Rows on locating named things:

** START **

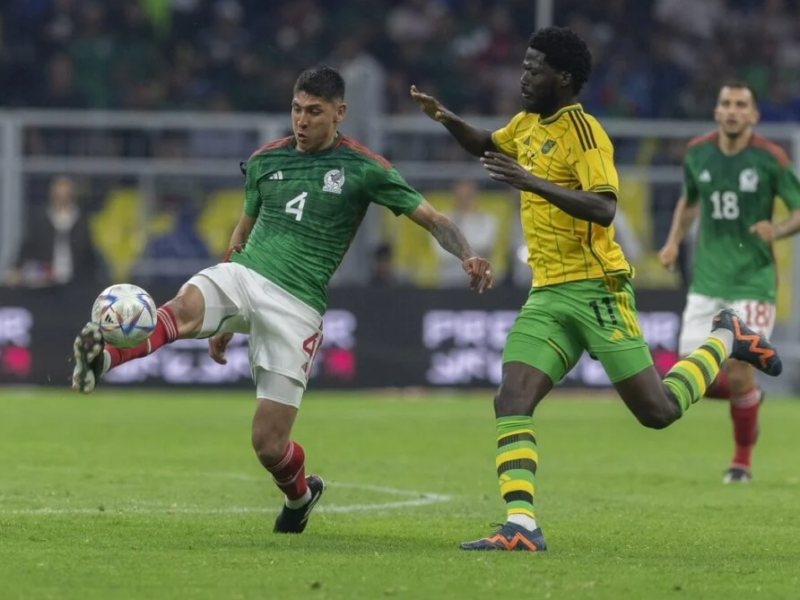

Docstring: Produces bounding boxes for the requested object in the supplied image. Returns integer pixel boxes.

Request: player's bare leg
[72,283,205,394]
[723,360,763,483]
[460,362,553,552]
[252,374,325,533]
[615,309,783,429]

** END **

Put the rows above into a two-column CSV with the header request,boxes, one line per row. Quote the request text and its answer as one field each, turning any line breaks into spaces, and leave the pictures out.

request,boxes
"Docstring: Produces bounding boxes for the requested object in the supplied image. Returns integer pixel boxes. Request: player's bare leg","[72,283,205,394] [723,360,763,483] [460,362,553,552] [252,374,325,533] [615,309,783,429]"